* [Task requirements] In the quoted passages below, condense the paragraph that begins "Now, from Ezra Klein:" into a short summary that keeps its main points.

* [Provided passage]
>>
From a few weeks before that, in the Economist: He has to start deciding whom to disappoint.
From late in the campaign, Senator Obama: What this crisis has taught us is that at the end of the day, there is no real separation between Wall Street and Main Street. There is only the road we're traveling on as Americans, and we will rise and fall on that as one nation, as one people.
From last December, Nouriel Roubini: Things are going to be awful for everyday people.
Now, from Ezra Klein: The implicit assumption of these arguments about strategy is that there is, somewhere out there, a workable strategy. That there is some way to navigate our political system such that you enact wise legislation solving pressing problems. But that's an increasingly uncertain assumption, I think. Imagine a group of men sitting in a dim prison cell. One of the walls has a window. Beyond that wall, they know they'll find freedom. One of the men spends years picking away at it with a small knife. The others eventually tire of him. That's an idiotic approach, they say. You need more force. So one of the other men spends his days ramming the bed frame into the wall. Eventually, he exhausts himself. The others mock his hubris. Another tries to light the wall afire. That fails as well. The assembled prisoners laugh at the attempt. And so it goes. But the problem is that there is no answer to their dilemma. The problem is not their strategy. It's the wall.
<<
* [Extracted information]
>>
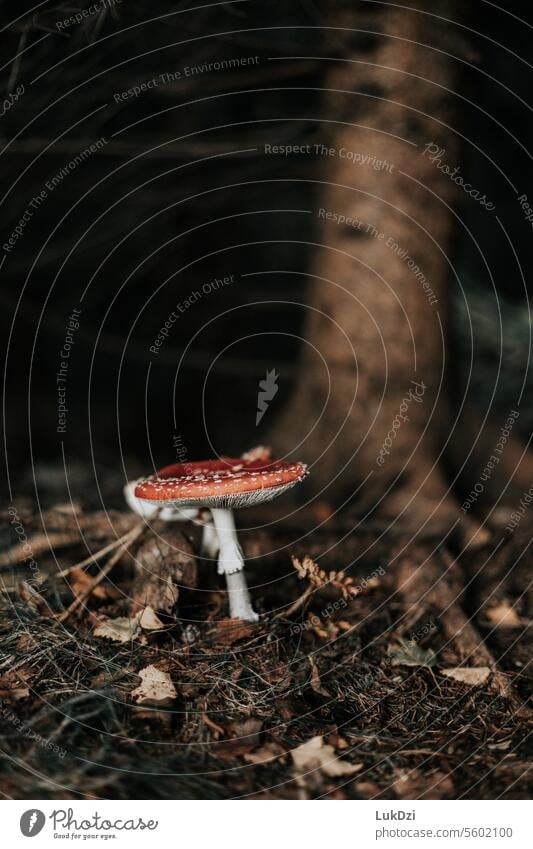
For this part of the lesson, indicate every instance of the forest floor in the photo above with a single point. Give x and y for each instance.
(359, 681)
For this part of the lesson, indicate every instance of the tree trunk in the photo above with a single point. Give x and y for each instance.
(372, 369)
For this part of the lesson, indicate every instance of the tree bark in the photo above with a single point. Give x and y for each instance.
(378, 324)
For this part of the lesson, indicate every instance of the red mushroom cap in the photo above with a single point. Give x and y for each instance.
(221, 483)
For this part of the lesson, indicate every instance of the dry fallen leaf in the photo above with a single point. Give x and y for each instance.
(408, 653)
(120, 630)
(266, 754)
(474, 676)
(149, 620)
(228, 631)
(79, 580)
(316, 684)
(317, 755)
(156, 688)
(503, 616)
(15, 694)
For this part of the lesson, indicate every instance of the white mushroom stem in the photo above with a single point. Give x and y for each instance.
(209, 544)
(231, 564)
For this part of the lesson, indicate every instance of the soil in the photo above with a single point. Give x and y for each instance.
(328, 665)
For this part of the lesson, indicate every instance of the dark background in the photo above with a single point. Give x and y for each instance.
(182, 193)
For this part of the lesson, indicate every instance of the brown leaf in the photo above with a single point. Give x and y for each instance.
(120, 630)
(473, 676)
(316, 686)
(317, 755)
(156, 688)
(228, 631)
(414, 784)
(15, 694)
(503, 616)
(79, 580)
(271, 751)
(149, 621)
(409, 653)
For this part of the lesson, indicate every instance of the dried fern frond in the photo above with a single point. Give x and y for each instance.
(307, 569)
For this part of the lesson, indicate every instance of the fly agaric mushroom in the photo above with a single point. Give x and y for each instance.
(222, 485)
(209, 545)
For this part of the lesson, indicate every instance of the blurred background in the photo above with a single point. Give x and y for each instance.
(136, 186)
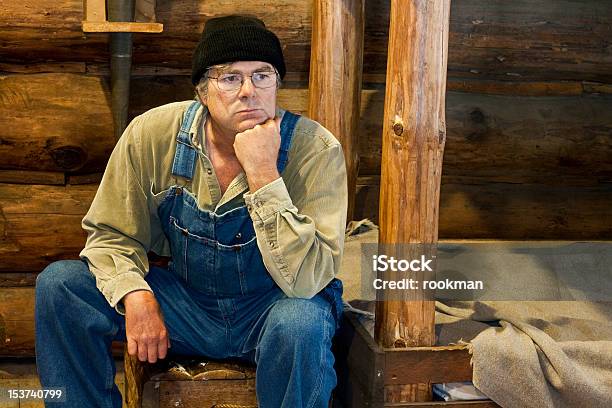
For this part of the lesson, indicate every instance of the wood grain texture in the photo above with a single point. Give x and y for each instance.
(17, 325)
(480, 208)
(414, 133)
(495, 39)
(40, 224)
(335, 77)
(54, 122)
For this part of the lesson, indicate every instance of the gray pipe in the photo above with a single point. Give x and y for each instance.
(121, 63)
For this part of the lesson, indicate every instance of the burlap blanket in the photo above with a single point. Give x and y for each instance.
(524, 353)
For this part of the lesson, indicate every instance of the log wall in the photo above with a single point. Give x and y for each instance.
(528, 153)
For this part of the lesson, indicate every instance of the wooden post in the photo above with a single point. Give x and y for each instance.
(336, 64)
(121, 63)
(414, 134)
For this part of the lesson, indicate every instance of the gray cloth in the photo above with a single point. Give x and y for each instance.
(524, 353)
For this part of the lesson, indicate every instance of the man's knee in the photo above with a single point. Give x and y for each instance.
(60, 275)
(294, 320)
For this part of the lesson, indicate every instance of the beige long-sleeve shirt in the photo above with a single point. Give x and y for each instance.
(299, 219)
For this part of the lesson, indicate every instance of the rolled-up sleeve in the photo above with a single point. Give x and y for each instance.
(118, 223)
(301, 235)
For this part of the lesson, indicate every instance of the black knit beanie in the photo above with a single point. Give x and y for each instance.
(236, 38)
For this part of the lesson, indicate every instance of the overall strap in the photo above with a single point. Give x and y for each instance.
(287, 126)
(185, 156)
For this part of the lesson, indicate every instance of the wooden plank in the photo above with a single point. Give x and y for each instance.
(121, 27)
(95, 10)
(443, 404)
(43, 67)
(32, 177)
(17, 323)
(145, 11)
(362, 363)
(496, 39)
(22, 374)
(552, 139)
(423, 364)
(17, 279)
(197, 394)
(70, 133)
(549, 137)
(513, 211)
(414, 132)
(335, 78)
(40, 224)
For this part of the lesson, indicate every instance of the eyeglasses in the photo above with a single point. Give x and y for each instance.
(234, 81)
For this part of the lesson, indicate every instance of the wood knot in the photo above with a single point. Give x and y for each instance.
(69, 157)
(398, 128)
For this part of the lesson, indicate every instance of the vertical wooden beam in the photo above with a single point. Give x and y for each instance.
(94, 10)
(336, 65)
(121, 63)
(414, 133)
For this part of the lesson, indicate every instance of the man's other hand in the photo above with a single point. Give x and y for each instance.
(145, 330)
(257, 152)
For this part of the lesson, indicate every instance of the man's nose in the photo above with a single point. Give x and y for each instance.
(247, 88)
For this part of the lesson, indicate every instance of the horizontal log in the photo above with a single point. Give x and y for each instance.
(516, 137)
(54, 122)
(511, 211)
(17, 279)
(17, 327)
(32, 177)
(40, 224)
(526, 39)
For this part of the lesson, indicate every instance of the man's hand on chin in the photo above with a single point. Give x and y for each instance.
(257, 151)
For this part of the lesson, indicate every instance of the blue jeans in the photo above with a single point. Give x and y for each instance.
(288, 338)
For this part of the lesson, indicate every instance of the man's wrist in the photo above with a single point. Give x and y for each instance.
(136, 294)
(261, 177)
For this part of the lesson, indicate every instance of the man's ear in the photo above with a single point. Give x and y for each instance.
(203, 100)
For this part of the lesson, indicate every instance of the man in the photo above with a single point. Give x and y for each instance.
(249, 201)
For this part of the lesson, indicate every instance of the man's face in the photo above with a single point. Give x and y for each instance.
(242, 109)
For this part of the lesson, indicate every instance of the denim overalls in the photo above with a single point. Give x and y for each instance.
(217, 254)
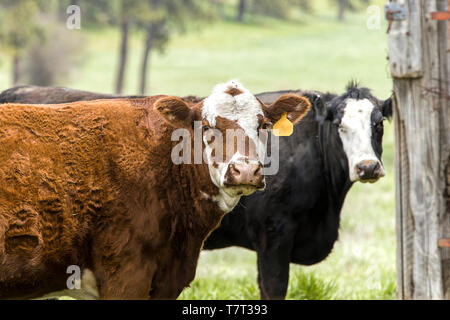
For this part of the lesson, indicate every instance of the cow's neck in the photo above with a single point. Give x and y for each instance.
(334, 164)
<<
* [Answer for this exercise] Ezra Klein questions the assumption behind debates over political strategy: that some workable approach exists for getting wise legislation on pressing problems through the political system. He illustrates this with imprisoned men trying to break through a wall with a window beyond which lies freedom. One picks at it with a small knife for years, another rams a bed frame into it, and another tries to set it on fire. Each attempt fails and is mocked by the others. Klein concludes that their dilemma has no answer: the problem is not their strategy but the wall itself.